INPUT RECORDS Start Marker
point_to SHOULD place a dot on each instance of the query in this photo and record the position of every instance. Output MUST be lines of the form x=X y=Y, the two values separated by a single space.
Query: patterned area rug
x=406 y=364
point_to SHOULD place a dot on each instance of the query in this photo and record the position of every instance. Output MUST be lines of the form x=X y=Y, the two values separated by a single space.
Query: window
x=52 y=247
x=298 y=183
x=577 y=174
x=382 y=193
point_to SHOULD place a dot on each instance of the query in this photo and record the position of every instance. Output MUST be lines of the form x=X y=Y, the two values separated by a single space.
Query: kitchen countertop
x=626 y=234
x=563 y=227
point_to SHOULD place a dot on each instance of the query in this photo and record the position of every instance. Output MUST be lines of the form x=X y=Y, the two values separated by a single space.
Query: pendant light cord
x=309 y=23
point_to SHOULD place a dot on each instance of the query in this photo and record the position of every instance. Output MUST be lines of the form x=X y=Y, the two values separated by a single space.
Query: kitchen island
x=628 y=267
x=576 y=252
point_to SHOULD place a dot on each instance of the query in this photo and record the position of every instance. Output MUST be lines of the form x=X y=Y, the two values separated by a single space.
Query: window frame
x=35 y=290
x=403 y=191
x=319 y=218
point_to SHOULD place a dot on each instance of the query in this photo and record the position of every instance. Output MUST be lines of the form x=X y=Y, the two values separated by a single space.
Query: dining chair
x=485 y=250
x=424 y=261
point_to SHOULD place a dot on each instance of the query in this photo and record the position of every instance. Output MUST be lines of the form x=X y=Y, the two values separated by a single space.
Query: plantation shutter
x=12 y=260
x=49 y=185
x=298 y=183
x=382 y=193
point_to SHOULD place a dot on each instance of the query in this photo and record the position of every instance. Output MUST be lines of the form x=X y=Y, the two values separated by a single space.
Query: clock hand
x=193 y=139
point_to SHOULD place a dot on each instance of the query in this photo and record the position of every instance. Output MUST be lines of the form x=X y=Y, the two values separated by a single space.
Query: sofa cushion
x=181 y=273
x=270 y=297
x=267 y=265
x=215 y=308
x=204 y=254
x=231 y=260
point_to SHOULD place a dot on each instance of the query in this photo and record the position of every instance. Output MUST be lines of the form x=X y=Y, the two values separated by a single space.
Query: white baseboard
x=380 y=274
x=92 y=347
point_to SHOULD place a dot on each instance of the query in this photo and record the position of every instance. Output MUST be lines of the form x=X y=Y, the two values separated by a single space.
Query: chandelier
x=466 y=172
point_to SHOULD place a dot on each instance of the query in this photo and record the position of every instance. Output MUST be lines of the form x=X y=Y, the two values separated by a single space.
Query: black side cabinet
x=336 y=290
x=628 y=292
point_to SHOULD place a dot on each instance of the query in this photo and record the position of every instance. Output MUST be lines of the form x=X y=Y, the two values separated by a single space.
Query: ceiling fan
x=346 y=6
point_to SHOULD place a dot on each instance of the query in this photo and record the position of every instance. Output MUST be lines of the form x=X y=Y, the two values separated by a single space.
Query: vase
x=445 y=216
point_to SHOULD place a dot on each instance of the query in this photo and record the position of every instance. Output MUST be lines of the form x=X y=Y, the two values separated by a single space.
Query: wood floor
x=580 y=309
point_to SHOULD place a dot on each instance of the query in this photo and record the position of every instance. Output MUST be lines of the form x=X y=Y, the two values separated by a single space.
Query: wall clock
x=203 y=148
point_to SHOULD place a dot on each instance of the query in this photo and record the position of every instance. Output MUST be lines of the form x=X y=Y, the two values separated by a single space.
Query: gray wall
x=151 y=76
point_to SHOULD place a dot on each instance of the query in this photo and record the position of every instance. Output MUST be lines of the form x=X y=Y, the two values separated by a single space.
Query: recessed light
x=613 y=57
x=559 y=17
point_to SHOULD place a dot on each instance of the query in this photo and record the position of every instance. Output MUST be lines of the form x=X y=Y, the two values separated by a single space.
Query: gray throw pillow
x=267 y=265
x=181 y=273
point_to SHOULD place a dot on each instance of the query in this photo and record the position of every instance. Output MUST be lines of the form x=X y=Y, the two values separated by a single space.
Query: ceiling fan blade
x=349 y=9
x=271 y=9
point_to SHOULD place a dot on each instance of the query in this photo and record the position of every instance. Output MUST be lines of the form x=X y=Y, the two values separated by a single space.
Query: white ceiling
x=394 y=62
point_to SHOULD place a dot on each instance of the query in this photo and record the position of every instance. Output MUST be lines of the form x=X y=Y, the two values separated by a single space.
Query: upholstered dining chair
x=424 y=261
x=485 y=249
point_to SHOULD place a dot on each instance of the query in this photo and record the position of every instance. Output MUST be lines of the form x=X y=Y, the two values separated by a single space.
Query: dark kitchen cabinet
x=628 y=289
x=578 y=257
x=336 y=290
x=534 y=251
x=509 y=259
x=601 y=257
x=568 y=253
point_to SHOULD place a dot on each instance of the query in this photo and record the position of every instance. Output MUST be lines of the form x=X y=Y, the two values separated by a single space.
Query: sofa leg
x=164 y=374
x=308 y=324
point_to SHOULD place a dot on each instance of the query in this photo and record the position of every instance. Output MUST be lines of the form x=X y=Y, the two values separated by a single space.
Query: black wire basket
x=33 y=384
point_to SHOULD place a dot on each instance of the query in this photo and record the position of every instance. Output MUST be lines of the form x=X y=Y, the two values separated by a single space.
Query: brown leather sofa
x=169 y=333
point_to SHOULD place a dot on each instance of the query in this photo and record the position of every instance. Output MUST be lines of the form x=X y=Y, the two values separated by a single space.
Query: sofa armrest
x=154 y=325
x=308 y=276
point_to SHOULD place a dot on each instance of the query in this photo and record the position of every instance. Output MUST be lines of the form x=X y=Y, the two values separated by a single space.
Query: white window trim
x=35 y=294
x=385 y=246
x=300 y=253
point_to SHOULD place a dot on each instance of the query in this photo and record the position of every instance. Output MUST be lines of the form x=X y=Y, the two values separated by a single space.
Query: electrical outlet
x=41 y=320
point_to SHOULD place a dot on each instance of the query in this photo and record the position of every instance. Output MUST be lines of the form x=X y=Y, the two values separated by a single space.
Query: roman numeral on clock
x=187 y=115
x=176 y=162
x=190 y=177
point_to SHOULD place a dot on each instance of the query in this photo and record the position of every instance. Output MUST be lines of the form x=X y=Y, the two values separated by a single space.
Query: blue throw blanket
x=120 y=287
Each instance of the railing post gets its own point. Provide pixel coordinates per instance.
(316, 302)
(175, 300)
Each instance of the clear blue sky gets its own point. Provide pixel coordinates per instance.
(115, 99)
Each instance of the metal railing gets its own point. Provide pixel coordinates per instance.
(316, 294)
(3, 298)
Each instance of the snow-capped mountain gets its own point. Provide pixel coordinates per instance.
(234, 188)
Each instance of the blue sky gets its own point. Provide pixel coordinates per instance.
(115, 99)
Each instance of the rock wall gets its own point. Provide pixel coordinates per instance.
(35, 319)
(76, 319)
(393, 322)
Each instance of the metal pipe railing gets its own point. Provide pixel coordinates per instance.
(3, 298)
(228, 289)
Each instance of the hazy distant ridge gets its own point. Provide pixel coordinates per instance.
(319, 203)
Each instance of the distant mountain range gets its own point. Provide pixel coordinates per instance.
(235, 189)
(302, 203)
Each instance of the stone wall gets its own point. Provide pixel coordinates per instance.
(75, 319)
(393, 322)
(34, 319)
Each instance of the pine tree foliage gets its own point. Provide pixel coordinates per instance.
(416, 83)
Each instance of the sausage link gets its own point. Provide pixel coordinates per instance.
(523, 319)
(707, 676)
INPUT RECORDS End Marker
Send back every entry precisely as given.

TASK RESPONSE:
point_to SHOULD place a dot on each instance of the query in this photo and record the position of every instance. Output MUST be lines of the form x=X y=Y, the two values separated by a single space.
Query: patterned area rug
x=406 y=364
point_to SHOULD place a dot on each instance of the query in this photo and record the position of every instance. Output MUST be lines of the form x=X y=Y, the two values separated by a single space.
Query: window
x=52 y=247
x=298 y=183
x=577 y=174
x=382 y=193
point_to SHOULD place a dot on each instance of the query in this photo and record the position of every instance. Output MUST be lines of the form x=X y=Y, the two values separated by a single space.
Query: kitchen countertop
x=626 y=234
x=563 y=227
point_to SHOULD place a dot on each instance of the query in this photo and record the position of every instance. Output MUST be lines of the form x=X y=Y, the two values separated by a single space.
Query: pendant light cord
x=309 y=23
point_to SHOULD place a dot on each instance of the query in this photo and record the position of every instance. Output MUST be lines of the form x=X y=Y, the two values separated by a single space.
Query: kitchen island
x=628 y=267
x=576 y=252
point_to SHOULD place a dot on each instance of the query in this photo and record the position of every instance. Output MUST be lines of the form x=X y=Y, the two values separated by a single space.
Query: window frame
x=35 y=290
x=403 y=191
x=319 y=218
point_to SHOULD place a dot on each instance of the query in this photo and record the position of every instance. Output MUST be lines of the form x=X y=Y, the two values separated by a single space.
Query: dining chair
x=485 y=250
x=424 y=261
point_to SHOULD place a dot on each instance of the query in this photo and record the position of every instance. Output MUST be lines of the form x=X y=Y, the two values separated by a single space.
Query: plantation shutter
x=12 y=260
x=49 y=185
x=298 y=183
x=382 y=193
point_to SHOULD place a dot on each instance of the query in this photo and record the position of every instance. Output MUST be lines of the form x=X y=Y, the two values separated by a single space.
Query: clock hand
x=193 y=139
point_to SHOULD place a dot on each instance of the query in this photo and record the position of every instance. Output MUST be lines of the form x=X y=Y, the two values separated by a single space.
Query: sofa cushion
x=181 y=273
x=270 y=297
x=267 y=265
x=215 y=308
x=204 y=254
x=231 y=260
point_to SHOULD place a dot on each instance of the query in this photo and record the position of every instance. Output MUST be lines of the form x=X y=Y, the two values separated by a single space.
Query: white baseboard
x=380 y=274
x=92 y=347
point_to SHOULD place a dot on each instance of the query in this photo and record the position of every instance. Output MUST be lines of the form x=X y=Y, the two values separated by a single space.
Query: chandelier
x=466 y=172
point_to SHOULD place a dot on each instance of the query in this photo and record the position of every instance. Output MUST be lines of the form x=X y=Y, the two values separated by a single space.
Query: black side cabinet
x=336 y=290
x=628 y=292
point_to SHOULD place a dot on each instance of the query in this photo and record the position of every instance. Output MUST be lines of the form x=X y=Y, the two values separated by a single space.
Query: ceiling fan
x=346 y=6
point_to SHOULD place a dot on each instance of the query in this photo and record the position of every instance. Output MUST be lines of the form x=X y=Y, the two values separated by a single space.
Query: vase
x=445 y=216
point_to SHOULD place a dot on each instance of the query in this photo and record the position of every instance. Output MUST be lines of the form x=X y=Y, the two values separated by a single space.
Query: wood floor
x=580 y=309
point_to SHOULD place a dot on each instance of the query in this photo and record the position of every instance. Output MUST be lines of the form x=X y=Y, the two values separated by a single space.
Query: wall clock
x=203 y=148
point_to SHOULD place a dot on each instance of the query in this photo and record the position of every instance. Output MUST be lines of the form x=X y=Y, the two values separated by a single space.
Query: gray wall
x=151 y=76
point_to SHOULD place a dot on each instance of the query in this photo and record the position of every instance. Output MUST be lines of the form x=X y=Y, the two values separated by a single space.
Query: recessed light
x=613 y=57
x=559 y=17
point_to SHOULD place a dot on each instance of the query in this photo and record the position of every instance. Output MUST be lines of the form x=X y=Y, the two values separated by a single space.
Query: gray throw pillow
x=267 y=265
x=181 y=273
point_to SHOULD place a dot on each instance of the query in this photo and record the position of every instance. Output MUST be lines of the form x=X y=Y, the two values separated by a single space.
Query: ceiling fan blade
x=349 y=9
x=271 y=9
point_to SHOULD place a dot on each instance of the query in this photo and record the position of every instance. Output MUST be lines of the form x=X y=Y, the two values separated by a single space.
Query: white ceiling
x=394 y=62
point_to SHOULD place a dot on each instance of the query in this photo and record the position of every instance. Output MUST be lines of the form x=X y=Y, the two values separated by a single space.
Query: upholstered dining chair
x=424 y=261
x=485 y=249
point_to SHOULD place a dot on each instance of the query in this photo and record the position of every instance. Output MUST be lines of the form x=X y=Y, the two values separated by a single space.
Query: dark kitchen cabinet
x=628 y=289
x=578 y=257
x=336 y=290
x=534 y=251
x=509 y=259
x=601 y=257
x=568 y=253
point_to SHOULD place a dot on each instance of the query in this photo and record the position of every instance. Output MUST be lines of the form x=X y=Y, the two values separated by a single space.
Query: sofa leg
x=164 y=374
x=308 y=324
point_to SHOULD place a dot on each instance of the query in this photo and record the position of every instance. Output MUST be lines of the form x=X y=Y, the two values separated by a single space.
Query: black wire basket
x=33 y=384
point_to SHOULD place a dot on each instance of the query in this photo and record the position of every instance. Output MUST be lines of the form x=X y=Y, the two values separated by a single space.
Query: brown leather sofa
x=169 y=333
point_to SHOULD place a dot on each instance of the query in this photo and record the position of every instance. Output MUST be lines of the form x=X y=Y, the two values separated by a single space.
Query: sofa armrest
x=154 y=325
x=308 y=276
point_to SHOULD place a dot on each instance of the query in this photo and record the position of every instance. Output MUST be lines of the form x=X y=Y, the two values separated by a single space.
Query: white window trim
x=35 y=294
x=385 y=246
x=300 y=253
point_to SHOULD place a dot on each instance of the query in this photo and record the position of every instance. Output MUST be lines of the form x=X y=Y, the two values separated by a single space.
Query: electrical outlet
x=41 y=320
point_to SHOULD place a dot on each instance of the query in this photo and record the position of every instance. Output MUST be lines of the form x=X y=Y, the two values separated by a single space.
Query: roman numeral on clock
x=187 y=115
x=176 y=162
x=190 y=177
point_to SHOULD place a dot on each instance of the query in this photo and record the position of every instance. Output MUST be lines of the form x=X y=Y, the two values separated by a single space.
Query: blue throw blanket
x=120 y=287
Each instance of the railing post gets its own point. Provide pixel coordinates per instance.
(316, 302)
(175, 300)
Each instance of the clear blue sky gets its own point. Provide pixel coordinates per instance.
(115, 99)
Each instance of the metal railing gets its own point. Provide pixel coordinates per instance.
(316, 294)
(3, 298)
Each instance of the snow-capped mountain gets its own point. Provide pixel coordinates per instance.
(234, 188)
Each instance of the blue sky gets its own point. Provide pixel coordinates per instance.
(115, 99)
Each instance of the rock wall gets its own point. Provide pixel coordinates per instance.
(35, 319)
(76, 319)
(393, 322)
Each instance of the metal pipe railing gets its own point. Provide pixel coordinates per instance.
(3, 298)
(228, 289)
Each instance of the hazy distant ridge gets its own point. Provide pixel coordinates per instance.
(319, 203)
Each instance of the distant mountain range gets its own point. Provide pixel coordinates per instance.
(235, 189)
(302, 203)
Each instance of the stone wall gets its own point. Provide pixel coordinates per instance.
(75, 319)
(393, 322)
(34, 319)
Each instance of the pine tree foliage gets its own point. Provide pixel coordinates per instance.
(416, 83)
Each instance of the sausage link gets its own point. Provide pixel coordinates per instance.
(523, 319)
(707, 676)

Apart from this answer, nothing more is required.